- Exercise brief: Gather each line in the listing below that contains the word "tree" and copy those lines out.

- Data lines:

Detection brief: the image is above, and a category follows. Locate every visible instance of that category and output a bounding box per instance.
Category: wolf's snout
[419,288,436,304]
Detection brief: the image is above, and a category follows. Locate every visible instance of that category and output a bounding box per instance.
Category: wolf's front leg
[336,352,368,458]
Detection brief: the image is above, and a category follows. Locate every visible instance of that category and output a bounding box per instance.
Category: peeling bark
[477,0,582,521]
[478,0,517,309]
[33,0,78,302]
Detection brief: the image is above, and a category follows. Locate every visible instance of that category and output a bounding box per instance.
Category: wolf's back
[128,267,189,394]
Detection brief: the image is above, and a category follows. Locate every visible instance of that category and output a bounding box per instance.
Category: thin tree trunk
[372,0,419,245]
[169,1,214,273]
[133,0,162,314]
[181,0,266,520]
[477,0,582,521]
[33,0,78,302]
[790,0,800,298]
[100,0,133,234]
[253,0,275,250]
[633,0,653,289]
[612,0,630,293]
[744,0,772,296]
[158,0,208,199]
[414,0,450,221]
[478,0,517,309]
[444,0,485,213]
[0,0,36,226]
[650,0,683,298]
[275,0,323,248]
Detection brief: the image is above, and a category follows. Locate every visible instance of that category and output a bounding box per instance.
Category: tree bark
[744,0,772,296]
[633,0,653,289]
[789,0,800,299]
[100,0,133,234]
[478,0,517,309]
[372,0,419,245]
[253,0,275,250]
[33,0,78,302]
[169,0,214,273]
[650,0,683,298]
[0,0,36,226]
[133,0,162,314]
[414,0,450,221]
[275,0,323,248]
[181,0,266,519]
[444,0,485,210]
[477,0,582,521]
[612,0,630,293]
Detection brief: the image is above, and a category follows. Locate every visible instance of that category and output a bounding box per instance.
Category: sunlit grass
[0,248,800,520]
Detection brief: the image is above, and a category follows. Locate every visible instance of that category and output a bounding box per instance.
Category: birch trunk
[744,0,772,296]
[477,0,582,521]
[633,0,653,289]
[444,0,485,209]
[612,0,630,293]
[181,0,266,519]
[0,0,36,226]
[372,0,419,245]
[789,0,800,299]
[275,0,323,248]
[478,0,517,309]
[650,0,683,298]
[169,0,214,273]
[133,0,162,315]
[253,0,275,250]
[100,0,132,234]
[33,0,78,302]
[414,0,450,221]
...
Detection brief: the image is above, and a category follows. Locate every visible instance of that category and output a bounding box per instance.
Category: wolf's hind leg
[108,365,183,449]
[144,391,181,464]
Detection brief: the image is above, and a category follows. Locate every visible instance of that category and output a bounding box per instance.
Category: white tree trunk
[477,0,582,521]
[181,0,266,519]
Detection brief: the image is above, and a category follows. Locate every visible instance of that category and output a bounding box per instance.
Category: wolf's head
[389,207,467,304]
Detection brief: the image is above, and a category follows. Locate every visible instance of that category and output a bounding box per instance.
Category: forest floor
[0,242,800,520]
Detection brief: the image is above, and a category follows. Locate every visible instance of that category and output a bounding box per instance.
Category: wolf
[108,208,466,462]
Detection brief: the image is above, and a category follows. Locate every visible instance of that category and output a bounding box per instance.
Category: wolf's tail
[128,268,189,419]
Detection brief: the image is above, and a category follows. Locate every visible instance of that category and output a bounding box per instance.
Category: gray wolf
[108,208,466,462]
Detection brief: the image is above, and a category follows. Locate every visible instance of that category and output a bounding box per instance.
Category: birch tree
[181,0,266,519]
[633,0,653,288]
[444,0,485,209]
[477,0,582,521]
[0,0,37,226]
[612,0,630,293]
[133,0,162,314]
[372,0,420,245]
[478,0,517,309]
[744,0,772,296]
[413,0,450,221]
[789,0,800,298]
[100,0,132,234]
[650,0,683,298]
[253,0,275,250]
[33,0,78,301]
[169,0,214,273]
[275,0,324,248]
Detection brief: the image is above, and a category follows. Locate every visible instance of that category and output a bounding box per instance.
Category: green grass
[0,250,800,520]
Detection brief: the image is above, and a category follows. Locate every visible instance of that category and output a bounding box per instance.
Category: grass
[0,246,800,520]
* * *
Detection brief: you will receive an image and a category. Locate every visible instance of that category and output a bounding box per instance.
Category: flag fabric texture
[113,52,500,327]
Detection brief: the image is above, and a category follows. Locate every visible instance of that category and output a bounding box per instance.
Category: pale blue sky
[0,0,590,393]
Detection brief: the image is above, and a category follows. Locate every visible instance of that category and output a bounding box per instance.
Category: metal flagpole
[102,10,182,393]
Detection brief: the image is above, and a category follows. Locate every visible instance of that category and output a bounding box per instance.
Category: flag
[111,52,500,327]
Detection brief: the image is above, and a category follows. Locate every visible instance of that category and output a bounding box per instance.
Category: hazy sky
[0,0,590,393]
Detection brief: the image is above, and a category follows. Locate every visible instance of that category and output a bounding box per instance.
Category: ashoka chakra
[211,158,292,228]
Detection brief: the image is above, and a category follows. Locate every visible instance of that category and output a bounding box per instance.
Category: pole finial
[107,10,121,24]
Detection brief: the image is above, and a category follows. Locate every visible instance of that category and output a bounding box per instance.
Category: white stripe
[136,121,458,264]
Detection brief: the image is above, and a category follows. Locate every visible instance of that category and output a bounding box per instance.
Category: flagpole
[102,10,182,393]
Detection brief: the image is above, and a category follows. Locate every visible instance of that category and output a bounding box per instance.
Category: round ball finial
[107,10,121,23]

- The solution:
Category: thin tree trunk
Category: tree bark
Category: white tree trunk
Category: birch tree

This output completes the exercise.